YOUR GOAL: Carry on the market report on Ethereum's sharp decline, picking up directly after its final sentence.

SOURCE EXCERPT:
(begin)
The head of the Iranian Armed Forces was killed as a result of this attack and the market was rattled by the possibility that the military conflict in the region could be aggravated by these events.
Most crypto assets experienced a significant drop alongside Ethereum. Bitcoin (BTC) and Solana (SOL) have gone down by 1.8% and 7.8% respectively in the past day as well while XRP (XRP) has booked a 3% loss.
Crypto liquidations have neared the $1 billion mark in the past 24 hours as a result of this decline, with Ethereum currently accounting for roughly a quarter of that total.
Meanwhile, ETH trading volumes during this period have gone up by 55% and currently sit at nearly $40 billion, accounting for 14% of the token’s total circulating supply. This is a huge volume spike and one that suggests that selling pressure has accelerated.
This amount of liquidation has prompted a long squeeze that has probably contributed to push trading volumes higher as a significant number of stop orders for ETH – an asset that had been performing quite well in the past month or so – were triggered amid the decline.
We recently shared a price prediction that anticipated a big surge to $4,100 for ETH as long as it consolidated a bullish breakout above the $2,750 level.
The token rose above that marker four days ago but was met by significant selling volumes, partially amid failed negotiations between the U.S. and China on the trade front after a week of discussions and now due to this military development in the Middle East.
(end)
RECORD EXCERPTS:
(begin)
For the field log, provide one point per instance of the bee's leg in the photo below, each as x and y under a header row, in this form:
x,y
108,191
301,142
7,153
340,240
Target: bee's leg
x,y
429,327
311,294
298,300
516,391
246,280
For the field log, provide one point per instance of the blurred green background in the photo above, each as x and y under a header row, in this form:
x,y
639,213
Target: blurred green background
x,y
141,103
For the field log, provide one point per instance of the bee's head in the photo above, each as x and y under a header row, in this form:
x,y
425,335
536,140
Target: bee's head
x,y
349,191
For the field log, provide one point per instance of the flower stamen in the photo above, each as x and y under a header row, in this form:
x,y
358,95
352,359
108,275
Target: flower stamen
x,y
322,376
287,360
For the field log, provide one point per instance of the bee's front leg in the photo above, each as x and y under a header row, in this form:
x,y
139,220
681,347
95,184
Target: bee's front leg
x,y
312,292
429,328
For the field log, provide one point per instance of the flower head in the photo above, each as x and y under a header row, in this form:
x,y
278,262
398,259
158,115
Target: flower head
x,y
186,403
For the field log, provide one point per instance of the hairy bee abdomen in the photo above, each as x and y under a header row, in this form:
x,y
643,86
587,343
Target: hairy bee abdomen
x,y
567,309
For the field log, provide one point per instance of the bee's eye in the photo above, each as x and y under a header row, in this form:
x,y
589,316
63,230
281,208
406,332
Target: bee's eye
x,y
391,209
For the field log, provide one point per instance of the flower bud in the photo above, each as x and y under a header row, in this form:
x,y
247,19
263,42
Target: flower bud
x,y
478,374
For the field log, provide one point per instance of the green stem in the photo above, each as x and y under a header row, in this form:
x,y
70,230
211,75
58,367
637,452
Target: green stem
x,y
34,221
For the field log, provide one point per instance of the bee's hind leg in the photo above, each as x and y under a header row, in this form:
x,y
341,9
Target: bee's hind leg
(end)
THE RESULT:
Our $4,000 prediction is based on a cup and handle pattern that has been forming for months in the daily chart and that could produce an estimated gain of 50% as long as the price breaks out above that $2,750 resistance.
Although it appears that the pattern has been invalidated after a failed breakout, that will only be the case if it drops below $2,300. In that case, the handle will no longer be such a thing.
This kind of movement is not uncommon in patterns that promise huge upside potential and around key resistances and they typically signal that the market is in a phase of accumulation ahead of what participants believe could be a significant move.
The 9-day and 21-day exponential moving averages (EMAs) favor a bullish outlook at the moment after they posted a ‘golden cross’ upon surging above the 200-day EMA
Heading to a lower time frame to have a closer look at this zone, we can see how the market has bounced off the $2,300 – $2,400 mark two times already.
This is a zone where there has been some strong buying interest and could be where the market is heading now to find the necessary liquidity for its next leg up.
If buying pressure is strong enough, this could trigger ETH’s next move to retest the $2,750 resistance.